SET TASK
Print the records word for word, from the line that contains "# test: pointer marks the railing" through the end of the records, with both ends included. Leave the pictures out of your answer.

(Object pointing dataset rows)
================
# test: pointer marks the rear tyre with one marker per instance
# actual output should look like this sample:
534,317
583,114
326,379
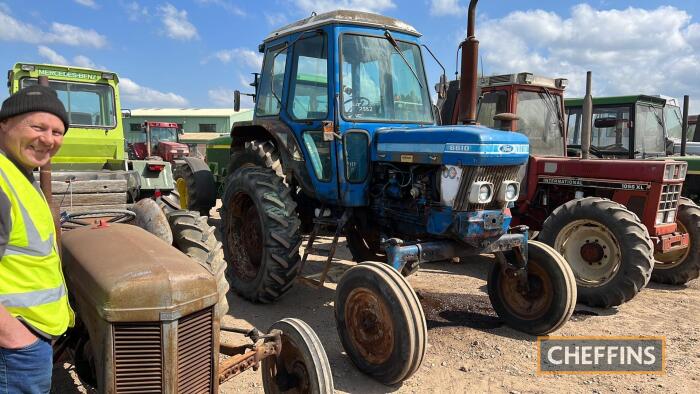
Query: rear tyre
380,322
302,366
683,266
606,246
547,302
260,231
195,186
193,236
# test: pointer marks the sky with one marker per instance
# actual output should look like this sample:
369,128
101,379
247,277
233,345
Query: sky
194,54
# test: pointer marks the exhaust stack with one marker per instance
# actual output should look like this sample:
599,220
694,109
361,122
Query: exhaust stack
587,119
470,59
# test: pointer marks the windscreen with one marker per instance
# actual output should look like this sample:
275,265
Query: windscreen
379,85
541,119
88,105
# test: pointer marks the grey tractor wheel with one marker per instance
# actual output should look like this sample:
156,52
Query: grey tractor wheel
607,247
256,153
683,266
380,322
195,188
260,231
193,236
549,298
302,366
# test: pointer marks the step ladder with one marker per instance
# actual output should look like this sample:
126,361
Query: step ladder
319,224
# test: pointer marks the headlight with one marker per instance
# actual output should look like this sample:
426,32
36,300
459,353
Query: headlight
481,192
509,191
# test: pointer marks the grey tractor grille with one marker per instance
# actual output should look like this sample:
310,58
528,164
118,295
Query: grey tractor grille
138,358
494,174
194,357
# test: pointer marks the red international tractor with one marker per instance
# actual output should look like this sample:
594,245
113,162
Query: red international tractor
608,218
194,183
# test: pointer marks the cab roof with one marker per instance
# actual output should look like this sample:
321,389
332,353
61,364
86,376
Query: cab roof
344,17
577,102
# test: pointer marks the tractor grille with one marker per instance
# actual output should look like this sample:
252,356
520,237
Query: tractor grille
668,204
138,358
494,174
194,357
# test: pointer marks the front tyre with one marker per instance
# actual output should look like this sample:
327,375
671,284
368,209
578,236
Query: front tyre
380,322
683,266
302,366
260,233
544,301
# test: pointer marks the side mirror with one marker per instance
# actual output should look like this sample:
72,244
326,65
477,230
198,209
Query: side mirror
604,123
236,100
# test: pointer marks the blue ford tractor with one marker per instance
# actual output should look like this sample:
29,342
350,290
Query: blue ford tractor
344,137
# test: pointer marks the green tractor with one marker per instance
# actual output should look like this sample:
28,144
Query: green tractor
92,170
637,127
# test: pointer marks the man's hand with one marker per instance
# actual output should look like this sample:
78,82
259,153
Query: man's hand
13,334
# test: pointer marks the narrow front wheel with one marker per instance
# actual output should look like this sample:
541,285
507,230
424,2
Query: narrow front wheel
540,303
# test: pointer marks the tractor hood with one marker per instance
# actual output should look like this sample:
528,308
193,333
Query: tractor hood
454,145
124,273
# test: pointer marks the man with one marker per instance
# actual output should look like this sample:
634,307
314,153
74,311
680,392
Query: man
33,301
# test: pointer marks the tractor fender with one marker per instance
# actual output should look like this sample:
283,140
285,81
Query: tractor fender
284,140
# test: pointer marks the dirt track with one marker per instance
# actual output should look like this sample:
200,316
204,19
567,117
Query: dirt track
469,348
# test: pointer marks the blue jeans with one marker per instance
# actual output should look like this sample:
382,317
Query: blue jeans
26,370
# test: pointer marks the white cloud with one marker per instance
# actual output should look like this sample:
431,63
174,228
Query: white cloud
446,7
307,6
55,58
275,19
134,93
244,57
226,5
652,51
176,24
136,11
52,56
84,61
87,3
12,29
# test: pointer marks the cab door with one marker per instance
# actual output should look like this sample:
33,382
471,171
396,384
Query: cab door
309,110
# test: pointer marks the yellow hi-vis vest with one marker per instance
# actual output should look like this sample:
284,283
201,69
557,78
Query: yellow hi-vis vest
32,286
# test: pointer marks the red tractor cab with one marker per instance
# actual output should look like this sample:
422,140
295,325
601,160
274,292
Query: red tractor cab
159,139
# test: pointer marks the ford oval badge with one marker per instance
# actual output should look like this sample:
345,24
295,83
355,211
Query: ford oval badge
506,148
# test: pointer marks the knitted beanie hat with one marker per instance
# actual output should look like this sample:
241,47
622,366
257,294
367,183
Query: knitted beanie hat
35,98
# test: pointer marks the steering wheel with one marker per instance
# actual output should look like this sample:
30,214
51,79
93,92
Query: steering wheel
71,221
361,101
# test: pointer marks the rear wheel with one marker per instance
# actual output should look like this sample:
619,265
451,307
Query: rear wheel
541,303
606,246
302,366
380,322
260,231
677,268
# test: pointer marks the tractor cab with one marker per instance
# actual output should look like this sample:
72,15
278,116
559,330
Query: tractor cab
624,127
529,104
161,139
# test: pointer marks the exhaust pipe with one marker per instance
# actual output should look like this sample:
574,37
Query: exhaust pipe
587,119
684,132
470,60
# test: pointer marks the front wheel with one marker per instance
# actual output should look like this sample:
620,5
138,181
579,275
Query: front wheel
380,322
541,303
682,266
302,366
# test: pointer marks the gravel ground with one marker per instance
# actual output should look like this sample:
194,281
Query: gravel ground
470,350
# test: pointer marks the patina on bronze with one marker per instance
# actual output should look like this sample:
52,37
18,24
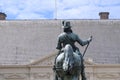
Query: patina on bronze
68,63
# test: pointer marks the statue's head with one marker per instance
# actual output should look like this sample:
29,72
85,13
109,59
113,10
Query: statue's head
66,24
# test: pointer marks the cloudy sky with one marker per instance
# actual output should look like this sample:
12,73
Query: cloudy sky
60,9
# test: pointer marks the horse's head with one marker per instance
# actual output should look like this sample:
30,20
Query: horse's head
69,60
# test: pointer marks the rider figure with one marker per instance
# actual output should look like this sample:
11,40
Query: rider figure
68,37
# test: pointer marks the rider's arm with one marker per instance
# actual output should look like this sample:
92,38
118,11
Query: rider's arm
81,42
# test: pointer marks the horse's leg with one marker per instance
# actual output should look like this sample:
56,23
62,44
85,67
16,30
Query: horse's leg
75,77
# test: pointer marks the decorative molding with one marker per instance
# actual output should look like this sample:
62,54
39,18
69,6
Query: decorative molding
41,75
107,75
14,76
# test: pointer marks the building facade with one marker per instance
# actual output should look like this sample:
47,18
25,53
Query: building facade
27,48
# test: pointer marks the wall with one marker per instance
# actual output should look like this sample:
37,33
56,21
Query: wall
42,70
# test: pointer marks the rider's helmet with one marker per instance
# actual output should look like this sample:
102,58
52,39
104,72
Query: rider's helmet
66,24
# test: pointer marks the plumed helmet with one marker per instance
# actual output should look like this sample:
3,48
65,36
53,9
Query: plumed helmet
66,24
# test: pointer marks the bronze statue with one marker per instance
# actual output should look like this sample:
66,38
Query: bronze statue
69,61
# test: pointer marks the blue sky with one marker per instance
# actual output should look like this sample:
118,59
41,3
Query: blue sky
66,9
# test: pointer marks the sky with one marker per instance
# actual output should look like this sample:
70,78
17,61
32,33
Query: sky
59,9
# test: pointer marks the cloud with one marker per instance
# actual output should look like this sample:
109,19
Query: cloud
45,9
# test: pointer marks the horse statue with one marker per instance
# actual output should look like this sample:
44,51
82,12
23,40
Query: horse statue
67,65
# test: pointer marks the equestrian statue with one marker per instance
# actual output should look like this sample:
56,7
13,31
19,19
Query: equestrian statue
69,62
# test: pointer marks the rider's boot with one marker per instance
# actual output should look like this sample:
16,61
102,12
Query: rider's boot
83,71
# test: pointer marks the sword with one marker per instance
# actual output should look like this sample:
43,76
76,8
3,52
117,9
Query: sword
86,47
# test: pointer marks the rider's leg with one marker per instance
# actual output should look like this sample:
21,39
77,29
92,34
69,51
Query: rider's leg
83,69
82,65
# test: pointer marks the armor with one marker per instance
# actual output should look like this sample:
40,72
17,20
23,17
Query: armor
68,37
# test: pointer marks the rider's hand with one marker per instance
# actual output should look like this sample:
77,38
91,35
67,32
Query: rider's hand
90,39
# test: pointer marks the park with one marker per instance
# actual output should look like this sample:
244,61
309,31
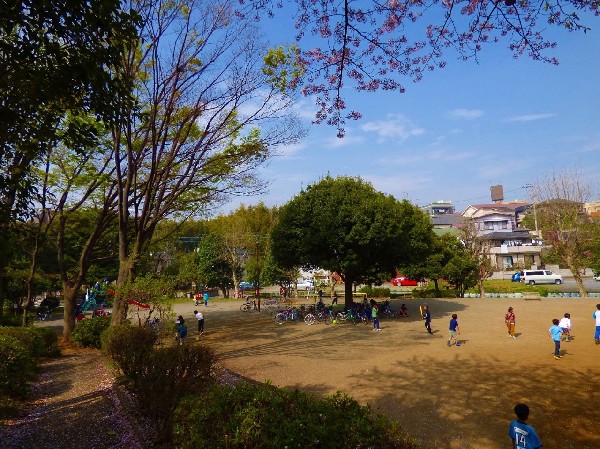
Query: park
457,397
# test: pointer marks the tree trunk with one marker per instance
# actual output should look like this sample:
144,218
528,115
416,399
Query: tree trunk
70,292
120,304
579,282
2,286
437,287
348,284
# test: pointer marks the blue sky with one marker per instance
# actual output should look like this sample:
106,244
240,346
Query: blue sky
460,130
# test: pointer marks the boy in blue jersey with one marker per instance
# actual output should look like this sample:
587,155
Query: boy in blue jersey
596,316
555,334
453,330
522,434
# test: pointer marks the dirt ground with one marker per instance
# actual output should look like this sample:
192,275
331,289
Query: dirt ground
448,398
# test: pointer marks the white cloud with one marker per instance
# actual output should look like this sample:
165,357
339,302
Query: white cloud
465,114
348,140
531,117
396,127
291,150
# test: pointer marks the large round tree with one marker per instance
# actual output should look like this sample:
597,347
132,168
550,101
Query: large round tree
344,225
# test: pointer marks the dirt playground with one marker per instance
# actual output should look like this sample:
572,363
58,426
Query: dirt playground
448,398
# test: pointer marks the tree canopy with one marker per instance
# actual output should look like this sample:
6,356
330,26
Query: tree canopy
344,225
374,46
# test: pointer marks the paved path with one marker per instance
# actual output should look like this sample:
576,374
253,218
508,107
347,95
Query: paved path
75,406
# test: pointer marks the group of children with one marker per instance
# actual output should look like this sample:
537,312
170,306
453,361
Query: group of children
560,328
181,332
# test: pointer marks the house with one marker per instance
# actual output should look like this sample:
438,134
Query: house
443,217
499,225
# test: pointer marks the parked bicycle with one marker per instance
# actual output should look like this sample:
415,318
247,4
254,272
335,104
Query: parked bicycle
288,315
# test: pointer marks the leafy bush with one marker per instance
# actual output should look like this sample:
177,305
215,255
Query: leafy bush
128,347
375,292
17,367
87,332
159,377
38,341
264,417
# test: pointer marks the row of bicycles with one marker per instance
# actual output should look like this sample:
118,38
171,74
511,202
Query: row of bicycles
250,304
361,313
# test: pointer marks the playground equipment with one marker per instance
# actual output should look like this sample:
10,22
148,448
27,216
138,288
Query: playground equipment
95,297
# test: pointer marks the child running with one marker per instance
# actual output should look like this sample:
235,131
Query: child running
510,321
555,334
522,434
565,324
453,330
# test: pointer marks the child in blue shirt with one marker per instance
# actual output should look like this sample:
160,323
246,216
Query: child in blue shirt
555,333
453,330
522,434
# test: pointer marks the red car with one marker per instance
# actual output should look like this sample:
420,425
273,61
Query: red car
404,282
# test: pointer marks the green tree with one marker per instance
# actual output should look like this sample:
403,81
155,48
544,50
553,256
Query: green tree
344,225
56,62
478,248
245,238
201,133
462,272
442,249
558,199
214,269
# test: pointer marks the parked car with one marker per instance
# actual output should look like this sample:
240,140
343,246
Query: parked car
517,276
533,277
244,285
404,282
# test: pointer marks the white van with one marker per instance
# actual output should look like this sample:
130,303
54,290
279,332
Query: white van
533,277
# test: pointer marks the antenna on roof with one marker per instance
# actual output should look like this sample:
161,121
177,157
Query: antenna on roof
497,193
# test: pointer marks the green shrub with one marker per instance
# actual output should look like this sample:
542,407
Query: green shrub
375,292
159,377
128,346
39,341
17,367
87,332
264,417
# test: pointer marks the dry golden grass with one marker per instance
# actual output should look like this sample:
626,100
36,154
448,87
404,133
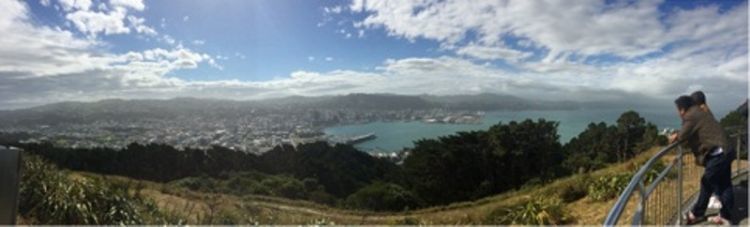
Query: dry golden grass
197,207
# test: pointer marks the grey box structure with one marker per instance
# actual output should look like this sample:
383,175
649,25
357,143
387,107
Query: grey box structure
10,176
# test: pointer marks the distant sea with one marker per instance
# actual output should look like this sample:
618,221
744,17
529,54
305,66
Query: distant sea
394,136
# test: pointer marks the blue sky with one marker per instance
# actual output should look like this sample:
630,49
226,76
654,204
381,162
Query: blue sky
86,50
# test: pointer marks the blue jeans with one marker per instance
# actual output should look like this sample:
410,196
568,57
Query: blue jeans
717,179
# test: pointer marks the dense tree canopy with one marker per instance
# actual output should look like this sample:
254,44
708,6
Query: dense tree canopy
463,166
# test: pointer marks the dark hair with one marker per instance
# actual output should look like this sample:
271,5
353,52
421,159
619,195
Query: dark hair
684,102
698,98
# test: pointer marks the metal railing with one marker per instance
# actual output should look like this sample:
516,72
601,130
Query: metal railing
658,196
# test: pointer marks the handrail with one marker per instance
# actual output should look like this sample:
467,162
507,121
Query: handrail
636,181
664,206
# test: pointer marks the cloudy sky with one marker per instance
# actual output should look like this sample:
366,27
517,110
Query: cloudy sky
85,50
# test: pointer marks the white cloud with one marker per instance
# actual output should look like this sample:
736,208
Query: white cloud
239,55
492,52
139,26
93,23
168,39
69,5
106,20
39,64
199,42
132,4
588,27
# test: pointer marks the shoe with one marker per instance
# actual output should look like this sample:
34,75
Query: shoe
689,218
714,203
719,220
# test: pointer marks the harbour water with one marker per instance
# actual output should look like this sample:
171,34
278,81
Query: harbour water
394,136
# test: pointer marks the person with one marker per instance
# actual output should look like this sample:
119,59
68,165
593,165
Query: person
707,140
699,99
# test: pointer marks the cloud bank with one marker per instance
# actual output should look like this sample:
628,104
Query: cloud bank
581,50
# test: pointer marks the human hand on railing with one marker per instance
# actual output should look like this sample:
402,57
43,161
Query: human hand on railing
672,138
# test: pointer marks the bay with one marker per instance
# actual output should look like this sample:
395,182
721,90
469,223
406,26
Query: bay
394,136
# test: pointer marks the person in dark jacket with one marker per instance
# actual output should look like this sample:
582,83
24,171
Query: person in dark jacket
699,99
707,140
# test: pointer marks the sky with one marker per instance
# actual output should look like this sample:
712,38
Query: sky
586,50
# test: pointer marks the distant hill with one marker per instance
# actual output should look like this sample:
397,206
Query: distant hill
123,110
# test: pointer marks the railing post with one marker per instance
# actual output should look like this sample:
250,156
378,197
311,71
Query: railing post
737,152
10,164
679,185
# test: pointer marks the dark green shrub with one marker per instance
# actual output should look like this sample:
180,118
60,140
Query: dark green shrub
381,196
49,196
575,190
608,187
538,211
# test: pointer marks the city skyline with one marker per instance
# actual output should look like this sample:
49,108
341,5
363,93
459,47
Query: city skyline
82,50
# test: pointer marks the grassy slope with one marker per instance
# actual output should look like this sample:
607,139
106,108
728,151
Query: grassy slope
199,207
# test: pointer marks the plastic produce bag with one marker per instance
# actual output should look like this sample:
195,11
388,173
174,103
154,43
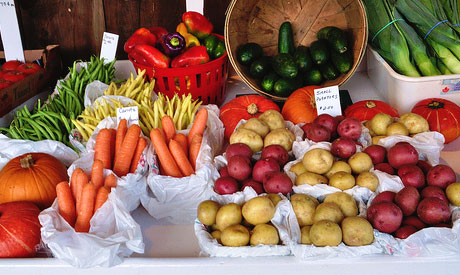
================
TASK ANSWER
# test: pointer marks the railing post with one marker per instance
# actual output should look like this sample:
250,156
378,197
311,71
Query: railing post
737,152
10,164
679,185
# test: pointer marks the dark green shrub with one marker per instance
# actual output should look like this sample:
180,118
60,140
Query: dark green shrub
381,196
49,196
575,190
608,187
538,211
# test: pointer marks the city skyline with one marker per instance
# actual output should look like this sample:
49,108
341,5
363,93
459,47
Query: city skyline
82,50
# test: pointer marks the grassy slope with one marker per instance
# actual output should look like this sample:
607,139
106,108
728,151
Query: grassy slope
199,207
# test: pointer marks the plastic produce bag with one marker per instance
# actual output should look like this sample:
195,11
388,173
174,103
154,43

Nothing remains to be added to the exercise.